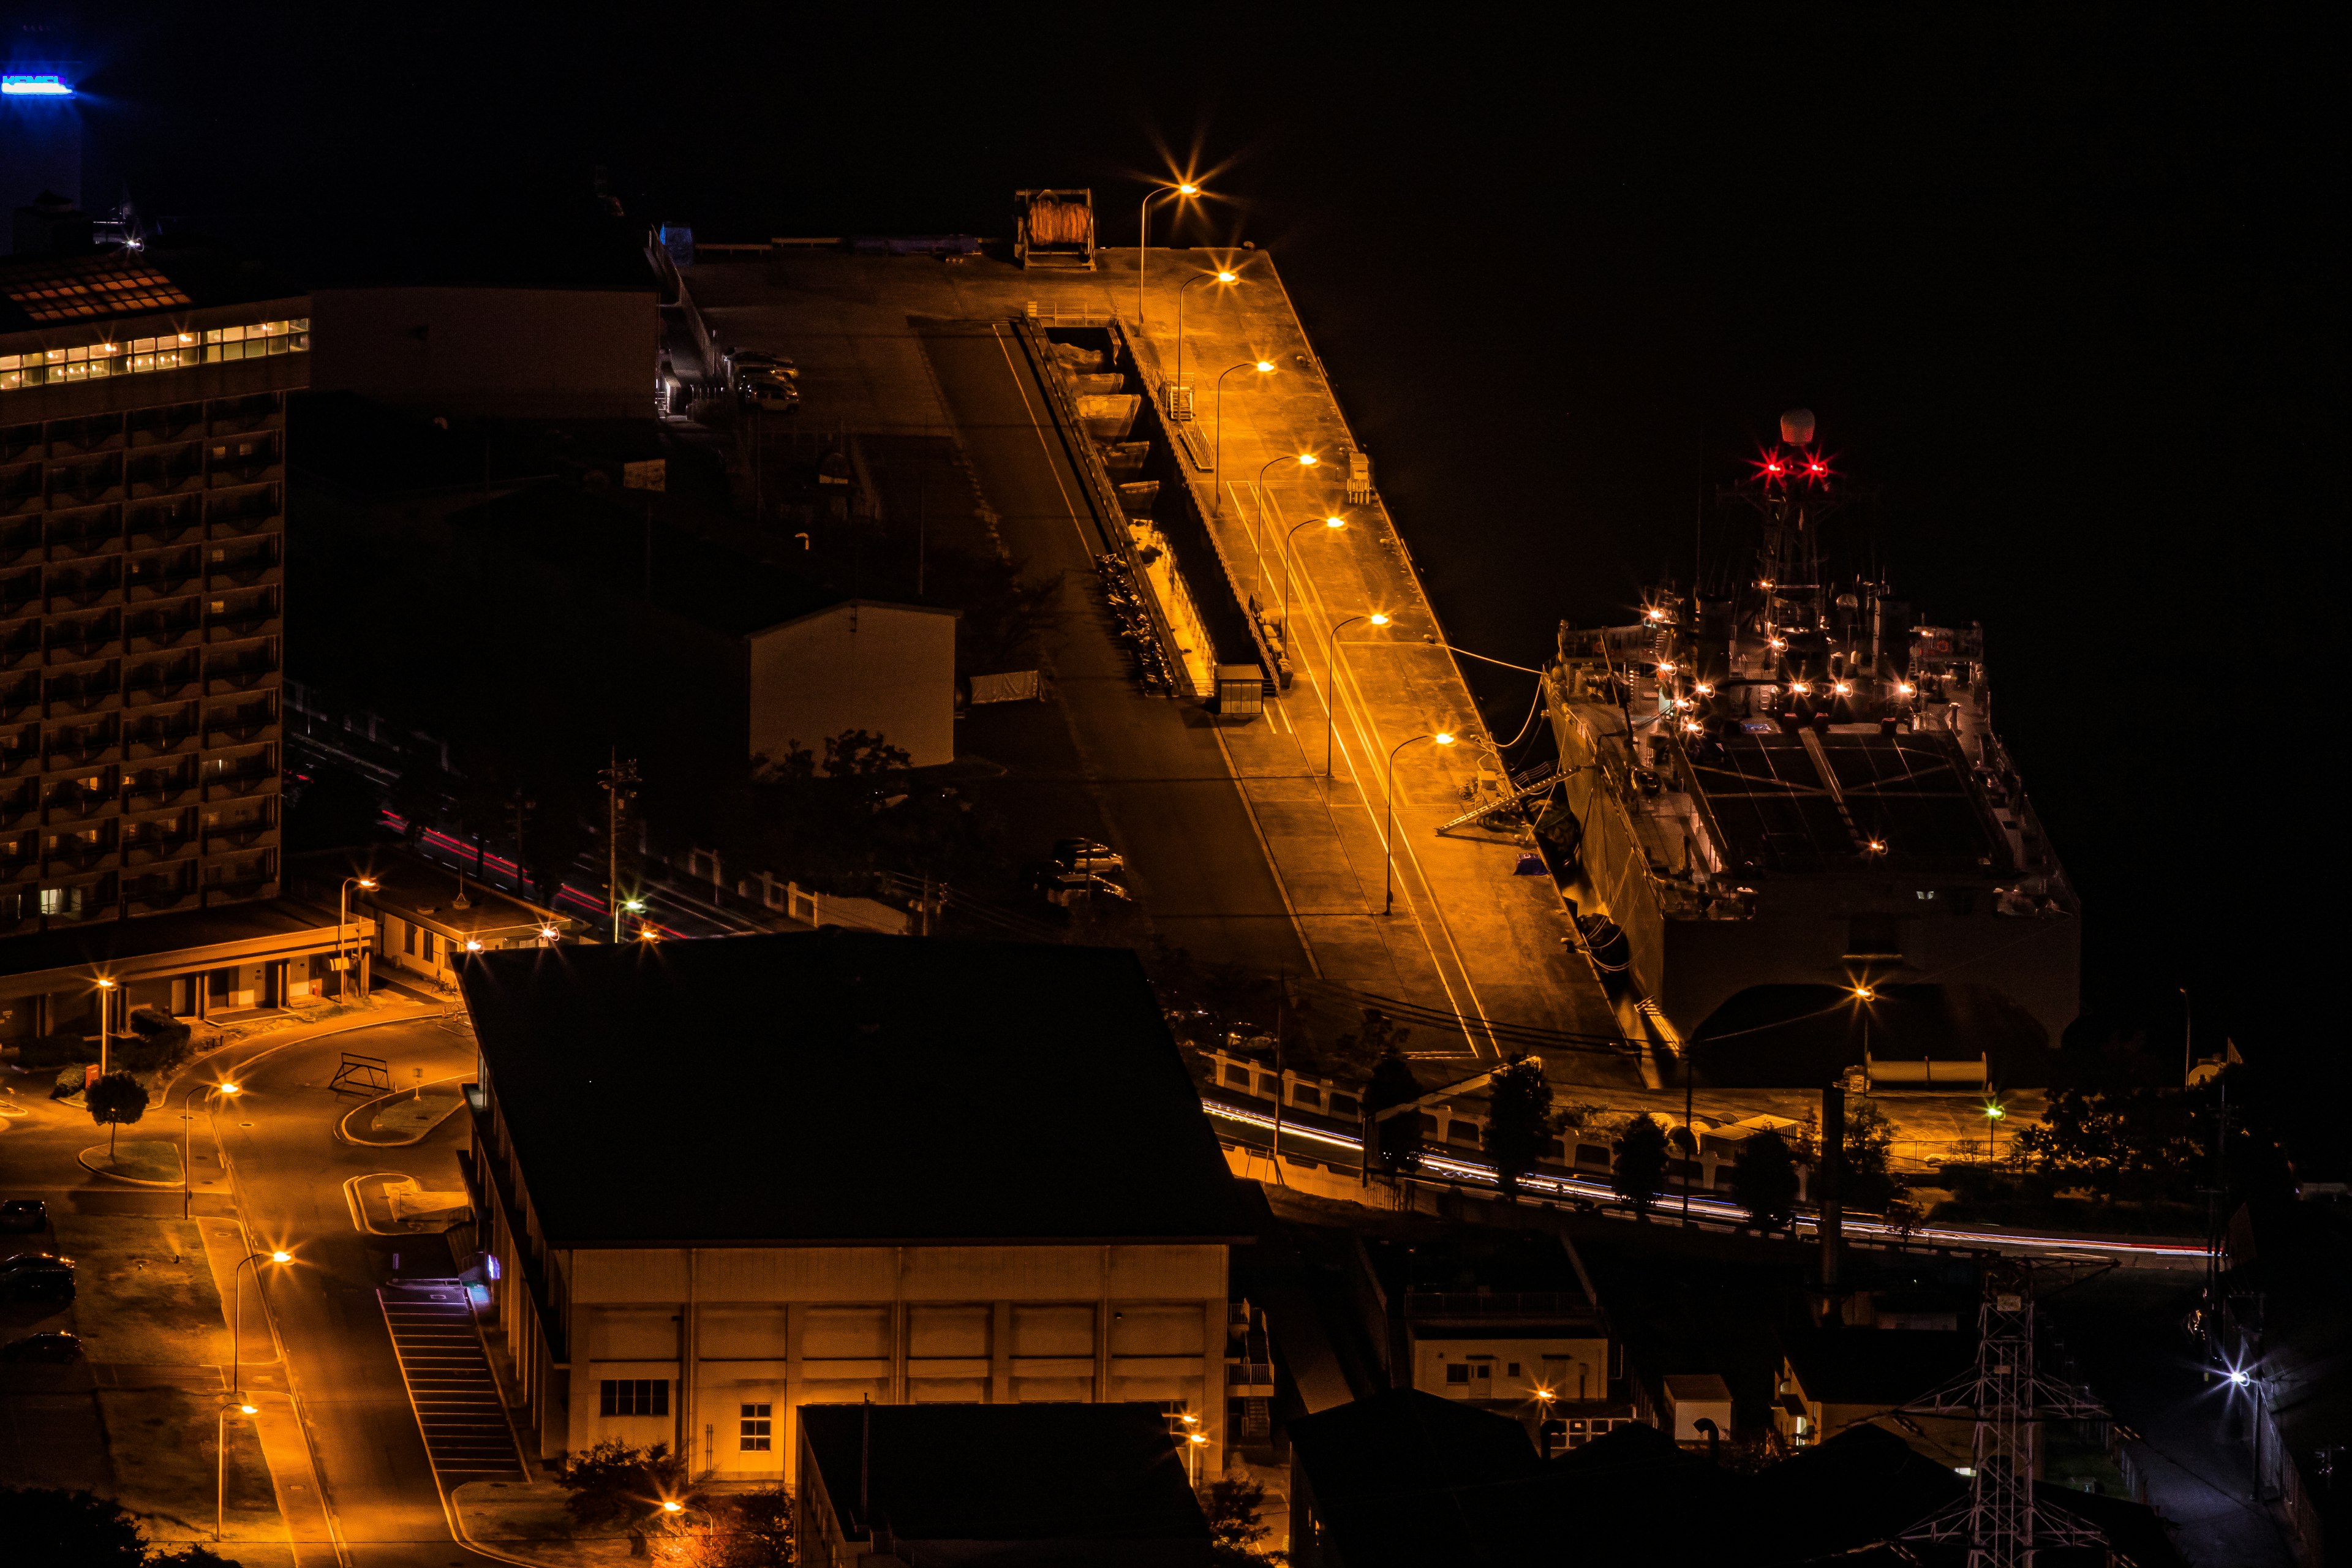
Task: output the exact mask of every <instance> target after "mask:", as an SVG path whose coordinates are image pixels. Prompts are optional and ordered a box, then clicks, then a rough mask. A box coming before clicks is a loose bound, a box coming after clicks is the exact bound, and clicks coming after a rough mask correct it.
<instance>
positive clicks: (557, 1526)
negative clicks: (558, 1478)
mask: <svg viewBox="0 0 2352 1568" xmlns="http://www.w3.org/2000/svg"><path fill="white" fill-rule="evenodd" d="M564 1495H567V1493H564V1488H560V1486H555V1483H553V1481H532V1483H515V1481H468V1483H466V1486H459V1488H456V1490H454V1493H449V1500H452V1502H454V1505H456V1512H459V1519H463V1521H466V1535H470V1537H475V1540H477V1542H482V1544H485V1547H499V1549H501V1552H510V1554H513V1556H522V1559H529V1561H534V1563H548V1568H569V1566H572V1563H626V1561H630V1556H628V1535H626V1533H621V1530H609V1528H607V1530H593V1533H590V1530H581V1533H579V1535H574V1530H576V1528H579V1526H574V1523H572V1514H567V1512H564ZM635 1561H640V1563H642V1561H644V1559H635Z"/></svg>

#### [ACTION ITEM]
Render every line above as a JSON list of strings, with one string per line and blank lines omitted. Leave the picture out of the answer.

#### [SOLUTION FOR THIS TASK]
[
  "Task: output the exact mask of every <instance> target after \"mask:\", as an SVG path whose coordinates are image pixels. Prompts are optional and ordered a box, then clicks, then a rough mask. A box coming before clicks is a loose bound, a box coming after clicks is the exact bound, and clicks coming after a rough mask correct it.",
  "<instance>",
  "positive clicks: (557, 1526)",
  "negative clicks: (558, 1478)",
  "mask: <svg viewBox=\"0 0 2352 1568\" xmlns=\"http://www.w3.org/2000/svg\"><path fill=\"white\" fill-rule=\"evenodd\" d=\"M564 1495H567V1493H564V1488H560V1486H555V1483H553V1481H532V1483H515V1481H468V1483H466V1486H459V1488H456V1490H454V1493H449V1500H452V1502H454V1505H456V1512H459V1519H463V1521H466V1535H470V1537H475V1540H477V1542H482V1544H485V1547H499V1549H501V1552H510V1554H513V1556H522V1559H529V1561H534V1563H548V1568H569V1566H572V1563H626V1561H630V1556H628V1535H626V1533H621V1530H609V1528H607V1530H593V1533H590V1530H581V1533H579V1535H574V1530H576V1528H579V1526H574V1523H572V1514H567V1512H564ZM635 1561H640V1563H642V1561H644V1559H635Z\"/></svg>"
]